Lista de tarefas>
[1] Transcreva do excerto sobre a escolha das músicas o trecho que começa em "Depois de terem" e termina em "que elas dizem.".
[2] Responda, com base no excerto sobre a escolha das músicas, às perguntas seguintes:
(a) De que acusam as críticas mencionadas no início?
(b) Como é qualificado o ato de discutir a obra de uma pessoa pela sua proveniência?
(c) Por que razões foram escolhidas estas músicas?
[3] Traduza para inglês a seguinte frase do excerto sobre a escolha das músicas: "Não levo a mal que as pessoas queiram falar disso, mas não me interessa."

Excerto do documento>
_ _ _ _
Depois de terem recebido tantas críticas que vos acusam de serem betos, de virem de famílias que têm ligações à cultura em Portugal, imaginei que fosse uma forma de mostrar um lado diferente a essas pessoas… Essa conversa sempre foi algo que me interessou muito pouco e acho que discutir a obra de uma pessoa pela sua proveniência é completamente descabido. Não levo a mal que as pessoas queiram falar disso, mas não me interessa. Não acho que seja uma conversa relevante e não tinha nenhum ponto a provar ao escolher estas músicas. Escolhi estas músicas porque são boas músicas e porque me revejo naquilo que elas dizem.
_ _ _ _
Entradas de dados recolhidas>

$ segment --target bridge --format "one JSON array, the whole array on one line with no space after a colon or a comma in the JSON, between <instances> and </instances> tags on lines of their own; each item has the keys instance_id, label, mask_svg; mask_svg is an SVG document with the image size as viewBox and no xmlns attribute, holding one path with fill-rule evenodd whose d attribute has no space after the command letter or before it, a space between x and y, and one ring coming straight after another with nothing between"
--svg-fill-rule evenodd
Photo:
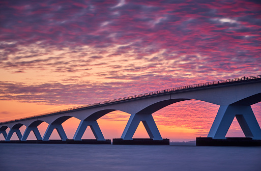
<instances>
[{"instance_id":1,"label":"bridge","mask_svg":"<svg viewBox=\"0 0 261 171\"><path fill-rule=\"evenodd\" d=\"M246 137L261 139L261 129L251 107L261 101L261 75L166 89L3 122L0 123L0 134L3 134L5 141L10 141L15 133L19 139L24 141L33 131L37 140L48 141L56 129L61 139L66 141L68 138L62 124L74 117L81 121L74 140L80 141L89 126L98 141L105 141L97 120L111 111L121 110L131 115L121 137L123 140L132 140L142 122L151 138L162 140L152 114L171 104L191 99L220 106L208 137L226 139L225 136L236 117ZM42 137L38 126L44 122L48 126ZM23 125L26 128L22 135L19 128Z\"/></svg>"}]
</instances>

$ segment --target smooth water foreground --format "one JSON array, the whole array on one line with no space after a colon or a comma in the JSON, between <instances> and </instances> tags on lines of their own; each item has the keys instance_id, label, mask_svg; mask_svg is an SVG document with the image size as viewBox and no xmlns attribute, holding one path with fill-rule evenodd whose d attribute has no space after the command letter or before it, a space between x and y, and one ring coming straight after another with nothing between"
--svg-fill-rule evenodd
<instances>
[{"instance_id":1,"label":"smooth water foreground","mask_svg":"<svg viewBox=\"0 0 261 171\"><path fill-rule=\"evenodd\" d=\"M0 144L3 171L166 170L259 171L261 147Z\"/></svg>"}]
</instances>

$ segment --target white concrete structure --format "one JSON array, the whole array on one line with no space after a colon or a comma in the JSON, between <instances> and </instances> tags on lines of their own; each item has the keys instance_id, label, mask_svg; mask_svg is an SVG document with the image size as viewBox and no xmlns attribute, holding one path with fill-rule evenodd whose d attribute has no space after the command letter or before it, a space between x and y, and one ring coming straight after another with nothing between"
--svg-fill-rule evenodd
<instances>
[{"instance_id":1,"label":"white concrete structure","mask_svg":"<svg viewBox=\"0 0 261 171\"><path fill-rule=\"evenodd\" d=\"M144 94L108 101L74 108L0 123L0 134L6 141L10 141L14 133L21 140L26 140L33 131L37 139L42 139L37 127L43 122L49 126L42 138L48 140L54 129L61 138L67 137L62 124L71 117L81 120L73 137L81 140L89 126L96 139L105 140L97 120L115 110L131 115L121 138L132 139L140 121L150 137L163 139L152 114L170 104L184 100L195 99L220 106L208 137L225 139L225 135L236 117L246 137L261 139L261 129L252 110L251 105L261 101L261 76L235 78L185 86ZM19 128L26 127L23 135ZM10 128L8 134L6 129Z\"/></svg>"}]
</instances>

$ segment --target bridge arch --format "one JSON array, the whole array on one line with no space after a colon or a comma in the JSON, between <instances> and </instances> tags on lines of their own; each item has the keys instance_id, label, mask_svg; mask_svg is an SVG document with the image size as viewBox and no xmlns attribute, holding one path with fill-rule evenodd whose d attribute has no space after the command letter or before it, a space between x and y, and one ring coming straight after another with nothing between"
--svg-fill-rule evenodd
<instances>
[{"instance_id":1,"label":"bridge arch","mask_svg":"<svg viewBox=\"0 0 261 171\"><path fill-rule=\"evenodd\" d=\"M19 129L23 125L24 125L23 124L17 123L15 125L14 125L13 127L12 127L12 128L10 128L10 130L9 131L9 132L8 132L8 134L7 134L5 141L9 141L14 133L15 133L17 135L19 139L21 140L22 135L21 133L21 131L20 131Z\"/></svg>"},{"instance_id":2,"label":"bridge arch","mask_svg":"<svg viewBox=\"0 0 261 171\"><path fill-rule=\"evenodd\" d=\"M3 135L4 136L4 138L5 139L6 138L6 137L7 136L7 133L6 132L6 130L8 129L9 127L8 127L7 126L3 125L0 127L0 135L1 134L3 134Z\"/></svg>"}]
</instances>

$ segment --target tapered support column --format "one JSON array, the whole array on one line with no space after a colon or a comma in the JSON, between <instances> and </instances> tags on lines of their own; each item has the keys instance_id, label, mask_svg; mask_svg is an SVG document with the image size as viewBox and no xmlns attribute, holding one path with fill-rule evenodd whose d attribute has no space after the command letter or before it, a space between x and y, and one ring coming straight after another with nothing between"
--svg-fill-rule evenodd
<instances>
[{"instance_id":1,"label":"tapered support column","mask_svg":"<svg viewBox=\"0 0 261 171\"><path fill-rule=\"evenodd\" d=\"M0 135L1 135L1 134L3 134L3 135L4 135L4 137L5 138L5 139L6 139L6 137L7 136L7 133L6 133L6 130L0 131Z\"/></svg>"},{"instance_id":2,"label":"tapered support column","mask_svg":"<svg viewBox=\"0 0 261 171\"><path fill-rule=\"evenodd\" d=\"M226 139L235 117L246 137L261 139L261 130L250 106L220 106L208 137Z\"/></svg>"},{"instance_id":3,"label":"tapered support column","mask_svg":"<svg viewBox=\"0 0 261 171\"><path fill-rule=\"evenodd\" d=\"M38 128L37 128L37 127L28 126L25 129L25 131L24 131L24 133L23 133L23 135L21 140L21 141L26 141L26 139L28 137L28 136L29 135L29 134L30 133L31 131L33 131L33 132L35 134L35 135L37 140L42 139L42 136L41 136L39 130L38 130Z\"/></svg>"},{"instance_id":4,"label":"tapered support column","mask_svg":"<svg viewBox=\"0 0 261 171\"><path fill-rule=\"evenodd\" d=\"M12 137L12 135L13 135L13 134L14 133L16 133L16 135L17 135L17 136L18 137L18 138L19 140L21 140L22 138L22 134L21 133L21 131L20 131L20 129L17 128L13 128L10 129L9 131L9 132L8 133L8 134L7 136L7 137L6 138L6 141L10 141L11 137Z\"/></svg>"},{"instance_id":5,"label":"tapered support column","mask_svg":"<svg viewBox=\"0 0 261 171\"><path fill-rule=\"evenodd\" d=\"M0 128L0 135L1 135L1 134L3 134L3 135L4 135L5 139L6 138L6 137L7 136L7 133L6 133L6 130L7 128L8 128L8 127L6 126L3 126Z\"/></svg>"},{"instance_id":6,"label":"tapered support column","mask_svg":"<svg viewBox=\"0 0 261 171\"><path fill-rule=\"evenodd\" d=\"M142 122L151 138L155 140L163 139L151 114L131 115L121 138L124 140L132 139L132 136L140 121Z\"/></svg>"},{"instance_id":7,"label":"tapered support column","mask_svg":"<svg viewBox=\"0 0 261 171\"><path fill-rule=\"evenodd\" d=\"M73 139L75 140L81 140L81 137L88 126L91 127L95 138L98 140L105 140L97 121L81 121Z\"/></svg>"},{"instance_id":8,"label":"tapered support column","mask_svg":"<svg viewBox=\"0 0 261 171\"><path fill-rule=\"evenodd\" d=\"M49 138L51 136L52 131L54 129L56 129L61 139L63 141L66 141L67 139L67 136L64 131L63 126L61 124L49 124L48 126L47 129L44 133L43 137L43 140L49 140Z\"/></svg>"}]
</instances>

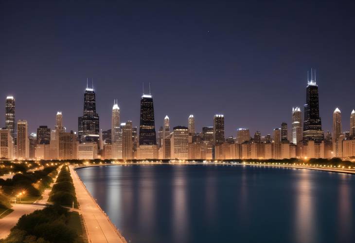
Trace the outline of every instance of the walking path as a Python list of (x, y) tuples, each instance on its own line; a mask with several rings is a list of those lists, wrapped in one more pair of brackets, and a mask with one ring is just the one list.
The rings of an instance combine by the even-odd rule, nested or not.
[(9, 235), (10, 230), (17, 224), (21, 216), (43, 207), (44, 206), (33, 204), (12, 204), (11, 209), (14, 211), (0, 220), (0, 239), (5, 238)]
[(70, 166), (70, 168), (89, 242), (126, 243), (124, 238), (91, 197), (73, 167)]

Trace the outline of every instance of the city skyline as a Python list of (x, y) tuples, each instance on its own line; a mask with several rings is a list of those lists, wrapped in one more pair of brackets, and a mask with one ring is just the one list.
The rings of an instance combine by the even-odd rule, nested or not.
[[(27, 120), (30, 132), (53, 129), (57, 111), (76, 130), (87, 77), (93, 78), (103, 130), (111, 126), (115, 98), (122, 120), (138, 125), (144, 81), (151, 84), (157, 131), (166, 114), (173, 128), (187, 125), (193, 114), (200, 131), (222, 113), (226, 136), (239, 128), (270, 133), (282, 122), (289, 134), (290, 110), (304, 104), (312, 67), (324, 131), (332, 130), (336, 107), (344, 114), (354, 109), (355, 32), (349, 30), (355, 17), (348, 3), (76, 2), (68, 9), (47, 2), (33, 11), (21, 10), (32, 9), (30, 3), (1, 4), (0, 82), (6, 85), (0, 97), (15, 97), (16, 120)], [(26, 24), (33, 16), (37, 20)]]
[[(88, 80), (87, 80), (87, 81), (88, 81)], [(313, 81), (313, 80), (312, 79), (310, 79), (308, 78), (308, 81), (307, 81), (307, 86), (306, 86), (306, 87), (310, 86), (310, 85), (309, 85), (310, 81), (311, 82), (312, 82), (312, 81)], [(315, 82), (315, 86), (318, 88), (318, 85), (316, 84), (316, 83), (315, 82), (315, 81), (314, 82)], [(96, 93), (96, 92), (95, 92), (96, 90), (93, 88), (93, 81), (92, 81), (92, 85), (93, 86), (92, 88), (89, 88), (88, 86), (88, 84), (87, 84), (87, 88), (85, 89), (85, 92), (84, 93), (84, 112), (85, 112), (85, 109), (86, 109), (86, 107), (90, 106), (89, 106), (88, 104), (86, 105), (86, 103), (87, 103), (87, 102), (88, 102), (87, 100), (87, 98), (86, 98), (86, 97), (87, 97), (87, 95), (88, 95), (88, 93), (90, 93), (90, 94), (93, 93), (93, 100), (94, 100), (94, 102), (93, 102), (93, 110), (94, 110), (94, 112), (96, 112), (96, 106), (97, 105), (97, 104), (96, 103), (97, 103), (96, 101), (96, 95), (97, 95), (97, 94)], [(149, 83), (149, 85), (150, 85), (150, 83)], [(313, 85), (310, 85), (310, 87), (312, 87), (313, 86)], [(320, 89), (321, 89), (321, 88), (320, 88)], [(143, 88), (143, 90), (144, 90), (144, 88)], [(144, 91), (144, 90), (143, 90), (143, 91)], [(317, 91), (318, 91), (318, 90), (317, 90)], [(143, 95), (145, 95), (145, 96), (144, 96), (144, 98), (148, 97), (148, 96), (149, 96), (148, 98), (150, 98), (151, 97), (152, 97), (153, 96), (153, 95), (152, 94), (146, 94), (143, 93), (143, 94), (142, 95), (141, 98), (142, 98), (143, 97)], [(16, 103), (16, 97), (15, 97), (14, 96), (13, 96), (12, 95), (8, 95), (6, 96), (6, 100), (5, 100), (5, 105), (7, 104), (6, 102), (8, 102), (8, 101), (9, 100), (9, 99), (10, 99), (10, 100), (12, 100), (11, 102), (14, 102), (14, 100), (15, 100), (15, 103)], [(117, 101), (116, 101), (116, 99), (114, 99), (114, 108), (112, 108), (112, 109), (111, 109), (112, 111), (114, 111), (115, 110), (115, 108), (116, 108), (116, 109), (117, 109), (117, 108), (118, 107), (119, 104), (118, 104), (118, 100), (117, 100)], [(320, 107), (321, 107), (321, 100), (320, 101), (320, 105), (319, 106)], [(111, 103), (111, 105), (112, 106), (112, 102)], [(15, 106), (16, 106), (16, 110), (18, 109), (18, 106), (17, 104), (16, 104), (16, 105)], [(296, 106), (296, 108), (298, 108), (298, 109), (299, 110), (300, 110), (300, 111), (301, 111), (301, 116), (302, 116), (301, 118), (302, 118), (302, 123), (303, 123), (303, 121), (304, 121), (304, 120), (303, 120), (304, 119), (303, 116), (304, 116), (304, 107), (305, 107), (305, 106), (304, 106), (304, 107), (300, 109), (298, 107), (297, 107)], [(338, 107), (340, 107), (340, 106), (336, 106), (335, 109), (337, 109)], [(273, 132), (272, 131), (274, 130), (274, 129), (275, 129), (275, 128), (280, 128), (281, 129), (281, 127), (282, 127), (282, 124), (283, 123), (285, 122), (285, 123), (286, 123), (286, 125), (287, 131), (287, 135), (288, 139), (289, 140), (290, 140), (291, 141), (292, 141), (292, 140), (293, 140), (293, 137), (292, 137), (292, 119), (293, 119), (292, 116), (293, 116), (293, 112), (294, 112), (294, 108), (293, 107), (292, 107), (291, 110), (291, 111), (289, 112), (290, 114), (289, 114), (289, 119), (285, 119), (282, 120), (283, 121), (282, 122), (280, 121), (280, 122), (279, 123), (280, 123), (279, 124), (275, 124), (275, 125), (274, 126), (274, 127), (273, 128), (270, 128), (269, 131), (266, 131), (265, 132), (263, 132), (263, 131), (262, 131), (261, 132), (262, 135), (262, 136), (265, 136), (265, 135), (266, 135), (267, 134), (272, 134), (272, 132)], [(62, 111), (61, 111), (63, 110), (63, 109), (60, 109), (60, 110), (58, 110), (58, 111), (57, 111), (57, 112), (57, 112), (56, 115), (56, 117), (58, 116), (58, 113), (60, 113), (60, 115), (61, 115), (61, 116), (63, 115), (62, 114)], [(350, 111), (350, 112), (349, 112), (349, 117), (350, 117), (350, 116), (351, 115), (351, 112), (353, 110), (354, 110), (354, 109), (352, 109), (351, 111)], [(118, 108), (118, 110), (119, 110), (119, 112), (120, 112), (120, 109), (119, 108)], [(6, 113), (6, 111), (5, 111), (5, 113)], [(167, 114), (167, 113), (168, 112), (166, 112)], [(174, 112), (172, 112), (171, 113), (173, 113)], [(192, 116), (192, 117), (194, 119), (193, 120), (194, 120), (194, 130), (196, 131), (196, 132), (201, 132), (202, 131), (202, 127), (203, 127), (213, 126), (213, 117), (216, 114), (213, 114), (213, 115), (212, 115), (212, 116), (211, 118), (211, 125), (208, 124), (208, 125), (207, 125), (206, 126), (204, 126), (204, 126), (203, 126), (203, 127), (197, 127), (196, 126), (195, 127), (195, 116), (194, 114), (194, 113), (195, 113), (192, 112), (192, 113), (190, 114), (189, 115), (188, 114), (187, 117), (186, 117), (186, 122), (185, 123), (182, 123), (181, 124), (177, 125), (177, 126), (188, 126), (188, 123), (189, 123), (189, 120), (191, 119), (191, 118), (192, 117), (191, 116)], [(100, 114), (98, 113), (96, 113), (96, 115), (98, 115), (99, 116), (100, 116)], [(224, 114), (223, 114), (223, 116), (225, 116), (224, 115)], [(17, 112), (16, 112), (16, 115), (15, 115), (16, 116), (18, 116), (18, 114), (17, 114)], [(163, 124), (164, 123), (164, 119), (160, 119), (160, 117), (157, 118), (156, 115), (155, 115), (155, 112), (154, 112), (154, 116), (155, 116), (155, 123), (156, 123), (156, 125), (155, 125), (155, 129), (156, 129), (156, 130), (158, 131), (158, 130), (159, 130), (159, 128), (160, 126), (163, 126), (163, 125), (164, 125), (164, 124)], [(167, 114), (166, 114), (165, 115), (165, 118), (166, 118), (166, 116), (168, 116)], [(121, 115), (120, 114), (119, 114), (119, 117), (120, 116), (121, 116)], [(64, 116), (65, 117), (65, 114), (64, 114)], [(111, 115), (111, 116), (112, 116), (112, 115)], [(320, 115), (320, 116), (321, 117), (322, 117), (321, 114)], [(79, 118), (80, 118), (80, 117), (79, 117)], [(66, 121), (68, 121), (68, 123), (70, 123), (70, 122), (69, 122), (69, 121), (71, 120), (71, 118), (70, 117), (67, 117), (67, 118), (68, 118), (68, 120), (66, 119)], [(17, 121), (18, 120), (20, 120), (20, 119), (15, 119), (15, 124), (17, 122)], [(112, 119), (112, 117), (109, 117), (109, 119), (110, 120), (110, 126), (111, 126), (111, 123), (112, 123), (112, 121), (111, 121), (111, 120)], [(321, 127), (321, 129), (322, 129), (322, 130), (321, 131), (323, 131), (324, 132), (324, 134), (325, 134), (327, 131), (331, 131), (331, 132), (332, 132), (332, 131), (333, 130), (333, 121), (332, 121), (333, 120), (333, 112), (332, 112), (331, 115), (330, 115), (329, 119), (331, 120), (331, 127), (329, 129), (324, 129), (324, 128), (323, 128), (323, 126), (322, 126), (322, 127)], [(26, 119), (22, 119), (21, 120), (27, 120), (28, 121), (28, 123), (29, 123), (28, 124), (28, 127), (29, 127), (29, 128), (32, 127), (30, 126), (31, 121), (29, 121), (28, 120)], [(105, 120), (106, 120), (105, 119), (102, 119), (100, 121), (100, 123), (99, 123), (99, 124), (100, 124), (99, 129), (100, 130), (103, 130), (103, 131), (106, 131), (106, 130), (107, 130), (108, 129), (112, 129), (112, 128), (111, 127), (108, 127), (108, 128), (102, 128), (101, 127), (101, 125), (102, 123), (104, 123), (104, 124), (106, 124), (106, 122)], [(120, 124), (119, 120), (120, 120), (120, 118), (119, 118), (119, 121), (118, 122), (118, 124)], [(132, 119), (130, 119), (129, 118), (128, 118), (127, 119), (127, 120), (132, 120)], [(179, 118), (178, 120), (181, 120), (181, 118)], [(198, 118), (196, 119), (196, 120), (198, 120)], [(228, 119), (227, 118), (227, 121), (228, 121)], [(230, 121), (230, 123), (231, 123), (231, 121)], [(232, 121), (231, 121), (231, 122), (232, 123)], [(169, 122), (170, 122), (170, 121), (169, 121)], [(173, 122), (172, 122), (172, 124), (175, 124), (176, 123), (176, 122), (177, 122), (176, 121), (175, 122), (174, 122), (174, 121), (173, 121)], [(199, 123), (201, 123), (201, 121), (200, 121), (200, 122)], [(208, 121), (202, 122), (202, 123), (203, 123), (204, 124), (205, 123), (208, 124)], [(351, 126), (351, 124), (350, 124), (350, 119), (349, 118), (349, 119), (343, 119), (343, 120), (342, 121), (342, 127), (344, 128), (344, 129), (343, 129), (344, 131), (351, 131), (351, 129), (350, 129), (350, 126)], [(36, 131), (37, 129), (40, 126), (47, 126), (49, 128), (50, 128), (51, 129), (55, 129), (55, 127), (56, 127), (56, 124), (55, 124), (55, 122), (53, 122), (53, 121), (52, 121), (52, 123), (54, 123), (54, 124), (53, 126), (52, 126), (52, 127), (51, 127), (51, 124), (41, 124), (40, 125), (38, 125), (36, 127), (36, 128), (35, 129), (34, 129), (33, 131), (32, 131), (32, 130), (30, 130), (31, 129), (29, 129), (29, 131), (30, 133), (31, 133), (31, 132), (36, 133)], [(228, 121), (227, 122), (227, 124), (229, 123)], [(346, 125), (347, 123), (348, 123), (349, 124), (348, 126), (347, 126), (347, 125)], [(67, 123), (66, 123), (66, 124)], [(291, 124), (291, 126), (287, 126), (287, 124)], [(139, 127), (139, 123), (138, 123), (138, 124), (136, 124), (136, 123), (134, 123), (134, 122), (132, 122), (132, 125), (133, 125), (133, 127)], [(172, 126), (173, 126), (173, 125), (172, 125)], [(77, 125), (76, 129), (75, 129), (75, 128), (73, 128), (73, 129), (69, 128), (68, 128), (68, 127), (67, 126), (64, 126), (63, 127), (65, 127), (66, 128), (66, 129), (67, 129), (67, 131), (77, 131), (77, 132), (78, 131)], [(228, 133), (228, 131), (227, 131), (226, 128), (226, 128), (226, 127), (225, 125), (225, 138), (227, 138), (229, 136), (232, 136), (233, 137), (236, 138), (237, 137), (237, 132), (238, 132), (238, 131), (241, 128), (242, 128), (242, 129), (248, 129), (248, 130), (249, 130), (250, 131), (250, 134), (253, 134), (254, 131), (255, 131), (255, 132), (260, 132), (260, 131), (261, 130), (261, 129), (258, 129), (257, 128), (249, 128), (249, 127), (247, 127), (247, 126), (244, 126), (244, 127), (236, 127), (234, 131), (232, 131), (232, 132), (233, 132), (232, 133)], [(347, 129), (347, 127), (349, 127), (349, 128), (348, 128), (349, 129)], [(4, 125), (4, 126), (2, 126), (2, 127), (5, 128), (6, 126), (5, 126), (5, 125)], [(303, 132), (303, 128), (302, 127), (302, 132)], [(157, 132), (156, 133), (157, 133), (157, 134), (156, 135), (156, 137), (157, 138), (157, 141), (158, 141), (158, 132)], [(252, 136), (250, 135), (250, 137), (252, 137)]]

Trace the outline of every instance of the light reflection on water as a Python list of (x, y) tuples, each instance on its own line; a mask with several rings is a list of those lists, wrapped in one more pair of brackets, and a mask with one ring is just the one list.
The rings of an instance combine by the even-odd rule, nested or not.
[(128, 242), (355, 242), (353, 175), (239, 166), (77, 171)]

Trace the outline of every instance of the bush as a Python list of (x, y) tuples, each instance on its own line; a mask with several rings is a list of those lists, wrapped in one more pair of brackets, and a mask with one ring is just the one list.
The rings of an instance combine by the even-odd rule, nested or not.
[(23, 215), (2, 243), (67, 243), (78, 241), (77, 234), (67, 225), (68, 209), (57, 206)]

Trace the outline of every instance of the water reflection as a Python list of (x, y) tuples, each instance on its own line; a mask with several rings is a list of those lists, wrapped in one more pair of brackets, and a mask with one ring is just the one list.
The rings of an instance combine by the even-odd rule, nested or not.
[(339, 242), (347, 242), (348, 236), (351, 235), (354, 230), (352, 225), (353, 210), (351, 205), (351, 187), (347, 181), (349, 177), (347, 174), (342, 175), (342, 181), (339, 185), (338, 196), (338, 238)]
[(315, 217), (312, 195), (311, 171), (302, 169), (297, 183), (296, 204), (296, 231), (294, 236), (296, 242), (308, 243), (315, 242)]
[(173, 224), (172, 232), (175, 242), (186, 242), (187, 220), (187, 181), (184, 166), (174, 168), (173, 181)]

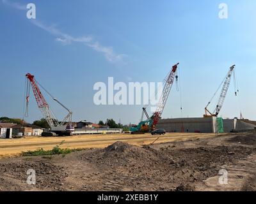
_ _ _ _
Respostas às tarefas>
[1]
Depois de terem recebido tantas críticas que vos acusam de serem betos, de virem de famílias que têm ligações à cultura em Portugal, imaginei que fosse uma forma de mostrar um lado diferente a essas pessoas… Essa conversa sempre foi algo que me interessou muito pouco e acho que discutir a obra de uma pessoa pela sua proveniência é completamente descabido. Não levo a mal que as pessoas queiram falar disso, mas não me interessa. Não acho que seja uma conversa relevante e não tinha nenhum ponto a provar ao escolher estas músicas. Escolhi estas músicas porque são boas músicas e porque me revejo naquilo que elas dizem.

[2]
(a) De serem betos e de virem de famílias que têm ligações à cultura em Portugal.
(b) Completamente descabido.
(c) Porque são boas músicas e porque quem fala se revê naquilo que elas dizem.

[3] I don't hold it against people that they want to talk about it, but it doesn't interest me.